• **Exercise**:
Down to the last line, copy the records below without any change.
------------
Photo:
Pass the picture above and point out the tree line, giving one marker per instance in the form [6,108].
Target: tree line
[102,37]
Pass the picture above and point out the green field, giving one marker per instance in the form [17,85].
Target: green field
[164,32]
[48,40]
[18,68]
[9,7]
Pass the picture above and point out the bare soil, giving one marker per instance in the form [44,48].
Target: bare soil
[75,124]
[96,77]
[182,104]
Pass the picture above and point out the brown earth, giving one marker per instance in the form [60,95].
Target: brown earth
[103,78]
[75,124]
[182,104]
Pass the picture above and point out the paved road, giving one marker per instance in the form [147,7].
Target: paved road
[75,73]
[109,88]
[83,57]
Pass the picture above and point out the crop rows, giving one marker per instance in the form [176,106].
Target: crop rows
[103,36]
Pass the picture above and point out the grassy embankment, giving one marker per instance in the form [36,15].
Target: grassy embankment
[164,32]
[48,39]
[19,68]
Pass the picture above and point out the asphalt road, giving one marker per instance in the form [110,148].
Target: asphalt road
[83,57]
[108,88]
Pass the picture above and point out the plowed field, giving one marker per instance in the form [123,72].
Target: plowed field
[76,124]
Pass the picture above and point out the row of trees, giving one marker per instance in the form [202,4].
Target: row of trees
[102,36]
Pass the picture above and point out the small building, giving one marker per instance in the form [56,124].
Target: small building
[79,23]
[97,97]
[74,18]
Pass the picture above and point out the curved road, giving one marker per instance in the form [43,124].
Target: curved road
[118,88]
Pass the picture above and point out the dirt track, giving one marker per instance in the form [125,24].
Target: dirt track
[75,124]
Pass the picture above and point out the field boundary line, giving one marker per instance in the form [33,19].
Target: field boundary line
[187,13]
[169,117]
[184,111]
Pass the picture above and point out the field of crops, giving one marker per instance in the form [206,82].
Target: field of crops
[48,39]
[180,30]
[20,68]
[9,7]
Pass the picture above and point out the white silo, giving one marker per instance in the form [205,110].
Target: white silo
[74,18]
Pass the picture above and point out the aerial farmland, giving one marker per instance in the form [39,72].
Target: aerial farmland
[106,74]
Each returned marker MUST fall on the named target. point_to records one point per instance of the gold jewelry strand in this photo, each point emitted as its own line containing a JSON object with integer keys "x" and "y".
------------
• **Exercise answer**:
Photo:
Pass the picture above and point out the tree line, giving one marker per instance in the form [6,108].
Target: tree line
[102,37]
Pass the picture above and point out the green field, giving one marker per instance in the form [17,85].
Target: green field
[164,32]
[48,40]
[18,68]
[9,7]
Pass the picture above and point out the bare soil, giving one marker per instance in the form [44,48].
Target: bare soil
[75,124]
[96,77]
[182,104]
Pass the picture above and point out the brown earth, giving one marker per instance in the form [60,95].
Target: brown earth
[103,78]
[75,124]
[182,104]
Pass the picture above and point out the paved road, giving one marker per instance in the form [147,7].
Target: paved road
[75,73]
[109,88]
[83,57]
Pass the picture above and point out the crop rows, giving one marker per instance in the form [176,106].
Target: crop rows
[103,36]
Pass the picture above and point out the grassy embankment, giving one marker per instance in the form [36,15].
Target: grassy embankment
[164,32]
[48,39]
[19,68]
Pass the picture above and point out the asphalt road, giving one marker per instance in the form [110,148].
Target: asphalt road
[83,57]
[108,88]
Pass the picture above and point out the plowed field, giving one marker per instance in the form [123,72].
Target: plowed field
[76,124]
Pass the picture above and point out the row of trees, giving one marker per instance in the form [202,4].
Target: row of trees
[102,36]
Pass the picture above and point out the small building, giving one marker per instance in the form [56,124].
Target: small building
[79,23]
[97,97]
[74,18]
Pass the picture above and point out the curved road, giving one marker per instance in the form [43,124].
Target: curved road
[118,88]
Pass the picture above and point out the dirt track, giving one marker per instance in the form [125,24].
Target: dirt track
[75,124]
Pass the picture above and point out the field boundary line, giving one marker per instance in the form [33,19].
Target: field boundary line
[187,13]
[169,117]
[184,111]
Pass the picture above and point out the field of crops, giving one marker per instance in the form [206,82].
Target: field of crops
[48,39]
[180,30]
[20,68]
[9,7]
Pass the picture above and point out the white silo, giving one marker per instance in the form [205,110].
Target: white silo
[74,18]
Pass the picture above and point out the aerial farmland, giving one marker per instance in the form [39,72].
Target: aerial farmland
[106,74]
Each returned marker MUST fall on the named target. point_to records one point per instance of the gold jewelry strand in this photo, each point emitted as its own line containing a JSON object with integer keys "x" and "y".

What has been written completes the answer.